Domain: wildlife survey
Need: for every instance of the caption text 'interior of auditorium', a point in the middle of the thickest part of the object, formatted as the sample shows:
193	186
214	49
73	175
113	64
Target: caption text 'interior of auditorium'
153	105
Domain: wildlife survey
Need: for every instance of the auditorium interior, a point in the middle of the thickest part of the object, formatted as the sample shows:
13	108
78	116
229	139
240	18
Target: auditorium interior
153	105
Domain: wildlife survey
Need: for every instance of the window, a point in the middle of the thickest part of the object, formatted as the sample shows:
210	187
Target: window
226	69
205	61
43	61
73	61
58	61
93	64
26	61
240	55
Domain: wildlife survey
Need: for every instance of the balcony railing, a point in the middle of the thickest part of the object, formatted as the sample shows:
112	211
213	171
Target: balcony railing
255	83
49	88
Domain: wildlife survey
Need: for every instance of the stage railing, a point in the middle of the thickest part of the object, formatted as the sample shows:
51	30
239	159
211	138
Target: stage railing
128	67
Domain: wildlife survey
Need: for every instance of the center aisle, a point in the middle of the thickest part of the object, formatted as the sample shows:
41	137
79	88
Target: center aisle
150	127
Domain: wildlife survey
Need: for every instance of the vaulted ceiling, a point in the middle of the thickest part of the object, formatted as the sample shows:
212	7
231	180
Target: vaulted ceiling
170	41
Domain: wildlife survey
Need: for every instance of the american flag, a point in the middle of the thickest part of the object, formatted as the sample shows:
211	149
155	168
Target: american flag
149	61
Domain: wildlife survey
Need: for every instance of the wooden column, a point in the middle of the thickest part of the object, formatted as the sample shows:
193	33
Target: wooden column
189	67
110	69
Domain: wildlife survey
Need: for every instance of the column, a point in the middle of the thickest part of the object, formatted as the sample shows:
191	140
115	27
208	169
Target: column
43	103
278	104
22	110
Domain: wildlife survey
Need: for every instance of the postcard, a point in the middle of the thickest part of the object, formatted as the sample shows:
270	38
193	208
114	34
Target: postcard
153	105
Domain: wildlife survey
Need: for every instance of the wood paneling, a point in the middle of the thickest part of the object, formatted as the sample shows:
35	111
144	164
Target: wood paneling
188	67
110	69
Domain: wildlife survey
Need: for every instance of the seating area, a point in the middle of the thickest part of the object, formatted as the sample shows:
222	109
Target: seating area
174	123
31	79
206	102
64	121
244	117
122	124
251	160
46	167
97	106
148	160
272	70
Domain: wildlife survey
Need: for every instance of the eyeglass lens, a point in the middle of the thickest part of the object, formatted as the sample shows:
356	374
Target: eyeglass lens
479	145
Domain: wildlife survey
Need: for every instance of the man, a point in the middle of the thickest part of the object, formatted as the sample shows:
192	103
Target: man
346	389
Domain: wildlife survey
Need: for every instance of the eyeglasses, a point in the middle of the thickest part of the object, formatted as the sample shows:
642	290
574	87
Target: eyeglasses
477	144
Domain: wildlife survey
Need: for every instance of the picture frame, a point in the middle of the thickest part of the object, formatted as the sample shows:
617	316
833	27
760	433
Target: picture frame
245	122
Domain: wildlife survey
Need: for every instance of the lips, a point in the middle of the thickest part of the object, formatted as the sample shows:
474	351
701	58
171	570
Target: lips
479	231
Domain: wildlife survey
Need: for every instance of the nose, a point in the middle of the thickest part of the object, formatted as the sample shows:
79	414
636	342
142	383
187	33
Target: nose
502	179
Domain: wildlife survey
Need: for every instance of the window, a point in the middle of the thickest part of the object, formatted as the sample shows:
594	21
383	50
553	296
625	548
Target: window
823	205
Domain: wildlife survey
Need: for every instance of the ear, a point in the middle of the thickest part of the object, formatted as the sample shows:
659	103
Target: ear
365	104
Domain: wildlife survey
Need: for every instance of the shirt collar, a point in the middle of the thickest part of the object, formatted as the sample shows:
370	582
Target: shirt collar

Task instructions.
Please reproduce each record precisely as written.

Result.
Domain: wildlife survey
Need: for every instance of the caption text 'interior of auditorium', a point in the middle of the thickest part of the object, formatted as the sample shows:
193	186
214	49
73	175
113	64
Target: caption text 'interior of auditorium'
153	105
Domain: wildlife survey
Need: for every instance of the auditorium interior, a point in the middle of the thickest part of the object, formatted as the sample shows:
13	108
78	116
229	139
240	18
Target: auditorium interior
153	105
Domain: wildlife survey
Need: for every instance of the window, a point in the middle of the thickest part of the object, formatted as the sample shows:
210	187
Target: window
226	69
205	61
43	61
73	61
58	61
93	64
26	61
240	55
Domain: wildlife survey
Need: for every instance of the balcony railing, a point in the middle of the thickest part of the object, formatted as the sample shows:
112	211
213	171
Target: balcony railing
255	83
49	88
Domain: wildlife survey
Need: for every instance of the stage railing, a point in the middle of the thickest part of the object, formatted as the sample shows:
51	30
239	159
211	138
Target: stage railing
128	67
Domain: wildlife survey
Need: for every instance of the center aisle, a point in the middle of the thickest part of the object, formatted as the sample shows:
41	137
79	88
Target: center aisle
150	127
Domain: wildlife survey
Need: for every instance of the vaulted ceiling, a point in the middle of the thickest part of the object, formatted as the sample shows:
212	7
231	180
Target: vaulted ceiling
170	41
Domain: wildlife survey
Need: for every instance of the american flag, a point in the middle of the thickest part of the object, formatted as the sample shows:
211	149
155	168
Target: american flag
149	61
Domain: wildlife survey
Need: for every instance of the wooden column, a point in the middle of the thickest part of the object, formatted as the sample shows:
193	33
Target: wooden column
189	67
110	69
Domain: wildlife survey
Need: for every instance of the column, a point in the middle of the thickest part of the object, formatted as the sample shows:
191	140
115	27
208	169
Target: column
43	103
278	104
22	110
Domain: wildlife survey
Need: for every instance of the postcard, a point in the middle of the thickest part of the object, formatted as the sample shows:
270	38
193	208
114	34
Target: postcard
153	105
Domain: wildlife survey
Need: for every instance of the wood paneling, a point in the middle of the thickest part of the object, formatted as the sample shows:
35	111
144	164
Target: wood paneling
188	67
110	69
Domain: wildlife survey
Need: for every instance of the seating area, a point in the middle of the thickest part of the object, formatted as the sample shows:
222	109
Target: seating area
174	123
31	79
206	102
64	121
244	117
122	124
251	160
46	167
97	106
148	160
272	70
Domain: wildlife survey
Need: for every instance of the eyeglass lens, a point in the middle of the thickest part of the object, formatted as the sample shows:
356	374
Target: eyeglass lens
479	145
Domain: wildlife survey
Need: for every instance of the man, a point in the middle of the thickest part of the object, formatted as the sample shows:
192	103
Target: man
346	389
Domain: wildlife survey
Need: for every instance of the eyeglasses, a point in the middle of the thickest part of the object, formatted as the sample shows:
642	290
574	87
Target: eyeglasses
477	144
Domain: wildlife survey
Need: for every instance of the picture frame, a point in the middle of the thickest part of the object, formatted as the sample shows:
617	316
833	27
760	433
Target: picture frame
245	122
Domain: wildlife survey
Need: for every instance of the lips, a point in the middle of the thickest part of the object, formatted as the sample shows:
474	351
701	58
171	570
Target: lips
479	231
Domain: wildlife survey
Need: for every instance of the nose, a point in the middle of the thickest part of the object, formatted as the sample shows:
79	414
636	342
142	383
187	33
Target: nose
502	179
Domain: wildlife survey
Need: for every instance of the window, a point in the middle of the thickest part of the object, formatted as the sample shows:
594	21
383	50
553	296
625	548
Target: window
823	205
Domain: wildlife survey
Need: for every instance of the ear, a point in the middle of the thickest part of the object, formatted as the sample shows:
659	103
Target: ear
365	104
Domain: wildlife survey
Need: for every instance of the shirt collar, a point in the middle of the thickest part of the object, formatted as the sample shows:
370	582
Target: shirt collar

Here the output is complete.